### WHAT IS NEEDED
Could you rewrite everything from "Although peyote is" down to "of general applicability." in the Al Smith text, changing "sacrilege" to "desecration"?

##### PROVIDED PASSAGE

What if the government disapproved of your religious beliefs, and that disapproval caused you hardship with your bottom line?  Such was the story of Al Smith in 1990, a Native American whose pursuit of unemployment benefits resulted in two trips to the U.S. Supreme Court.  The decision resulting from this case has had widespread implications for religious freedom issues today. Not only did this case become the catalyst for federal legislation focused on shoring up protections for religious freedom, but it brought to the foreground a core question: Do religious people deserve exemptions from generally applicable laws that do not appear to target or inhibit religious practice?

***

Al Smith was a Native American man who struggled with alcoholism after graduating from high school. Finally, after a twenty year struggle with alcohol addiction, Al Smith attended Alcoholics Anonymous and became religious, turning to the Native American Religion.[2]  He stopped drinking and after 15 years began counseling recovering alcoholics. Within a few years “he had made a national reputation—and a good living—helping other Indian people deal with alcohol—and drug—abuse problems.”[3]

As a counselor for recovering alcoholics, Al Smith began working for Douglas County Council on Alcohol and Drug Abuse Prevention and Treatment (“ADAPT”) in Oregon. The supervisor, John Gardin, had a policy against any drug counselor using illegal drugs or alcohol.  Nearly two years after begin hired, Smith’s supervisor learned about Smith’s use of peyote. When Gardin confronted Al Smith about his peyote use, Smith told him that he planned to continue to use peyote as part of his religious worship. Gardin warned Smith that if he did, Smith ran the risk of termination. Smith again responded that he planned to use peyote, which he did during a religious ceremony two days later. The following Monday, March 5, 1984

Gardin called Al in and asked if he had gone to the meeting.  Yes, Al said.  Did you take peyote?  Gardin asked.  “I said, ‘Well, I took the sacred sacrament and prayed for you and the rest of you sick mothers,’” Al recalled.  “Well, I got fired.  He said, ‘Have your desk cleaned out and let your clients know you’ll be leaving at the end of the day.’”[4]

Al Smith applied for unemployment benefits, which would lead to years of litigation and two trips to the United States Supreme Court.  The State of Oregon did not want to provide unemployment benefits to Al Smith because peyote was an illegal drug, and Al Smith’s use of peyote was the reason he was fired from his job.  The second time the U.S. Supreme Court heard the case, the Court agreed that Oregon could deny unemployment benefits to Al Smith because his “dismissal result[ed] from the use of a drug.” [5]

Although peyote is a hallucinogenic drug, one prominent legal scholar explained that “peyote use does not, according to the weight of expert opinion, cause any of the problems associated with drug abuse.  Moreover, the drug is unpleasant to use and not part of drug trafficking.”[6]  Furthermore, “[i]t is a sacrilege to use peyote for a non-religious purpose.”[7] In fact, “believers who worship at the Native American Church cannot freely exercise their religious beliefs without the use of peyote.”[8]

In its’ decision, the Court weakened protections to First Amendment religious freedom claims, and concluded that any rational reason could generally override a religious objection if the law was neutral and of general applicability.

##########
##### DATASET EXTRACT

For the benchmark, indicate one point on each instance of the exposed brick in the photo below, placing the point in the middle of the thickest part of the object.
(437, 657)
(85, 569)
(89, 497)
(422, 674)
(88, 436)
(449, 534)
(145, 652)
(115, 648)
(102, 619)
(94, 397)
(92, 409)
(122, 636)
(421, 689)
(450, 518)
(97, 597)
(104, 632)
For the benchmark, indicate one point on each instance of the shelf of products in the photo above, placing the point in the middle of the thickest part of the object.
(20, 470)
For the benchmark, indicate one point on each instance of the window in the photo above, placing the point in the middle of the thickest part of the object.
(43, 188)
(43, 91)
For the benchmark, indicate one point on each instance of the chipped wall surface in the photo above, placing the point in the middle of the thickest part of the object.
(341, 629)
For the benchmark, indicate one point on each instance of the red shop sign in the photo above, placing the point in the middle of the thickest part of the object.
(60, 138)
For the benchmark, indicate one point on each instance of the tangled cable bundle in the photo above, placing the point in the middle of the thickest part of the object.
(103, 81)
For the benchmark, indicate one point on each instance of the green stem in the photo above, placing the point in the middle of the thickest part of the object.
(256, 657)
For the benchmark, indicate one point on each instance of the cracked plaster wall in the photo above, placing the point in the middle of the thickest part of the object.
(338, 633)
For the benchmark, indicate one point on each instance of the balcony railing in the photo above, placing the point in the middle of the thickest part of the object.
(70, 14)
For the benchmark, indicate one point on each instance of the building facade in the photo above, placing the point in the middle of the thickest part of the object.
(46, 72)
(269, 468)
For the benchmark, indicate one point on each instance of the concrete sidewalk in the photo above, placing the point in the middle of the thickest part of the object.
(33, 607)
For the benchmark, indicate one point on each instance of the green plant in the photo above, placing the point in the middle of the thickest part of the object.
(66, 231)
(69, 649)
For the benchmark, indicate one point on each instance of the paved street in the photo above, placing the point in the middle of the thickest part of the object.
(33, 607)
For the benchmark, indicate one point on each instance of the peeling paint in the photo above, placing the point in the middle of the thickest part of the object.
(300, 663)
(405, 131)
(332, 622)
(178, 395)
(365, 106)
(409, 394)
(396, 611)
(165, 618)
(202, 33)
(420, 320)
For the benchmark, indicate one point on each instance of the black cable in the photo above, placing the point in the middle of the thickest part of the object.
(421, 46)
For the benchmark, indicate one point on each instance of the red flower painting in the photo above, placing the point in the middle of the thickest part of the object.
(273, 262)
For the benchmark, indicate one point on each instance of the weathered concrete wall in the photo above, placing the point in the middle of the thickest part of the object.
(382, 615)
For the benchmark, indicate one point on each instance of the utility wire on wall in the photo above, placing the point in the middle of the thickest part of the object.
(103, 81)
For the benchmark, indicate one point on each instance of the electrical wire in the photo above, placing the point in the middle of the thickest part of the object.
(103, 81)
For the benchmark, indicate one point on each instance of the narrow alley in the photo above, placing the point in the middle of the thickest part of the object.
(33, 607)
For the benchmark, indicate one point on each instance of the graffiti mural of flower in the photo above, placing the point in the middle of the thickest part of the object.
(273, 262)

##########

### WRITTEN RESPONSE
Although peyote is a hallucinogenic drug, one prominent legal scholar explained that “peyote use does not, according to the weight of expert opinion, cause any of the problems associated with drug abuse.  Moreover, the drug is unpleasant to use and not part of drug trafficking.”[6]  Furthermore, “[i]t is a desecration to use peyote for a non-religious purpose.”[7] In fact, “believers who worship at the Native American Church cannot freely exercise their religious beliefs without the use of peyote.”[8]

In its’ decision, the Court weakened protections to First Amendment religious freedom claims, and concluded that any rational reason could generally override a religious objection if the law was neutral and of general applicability.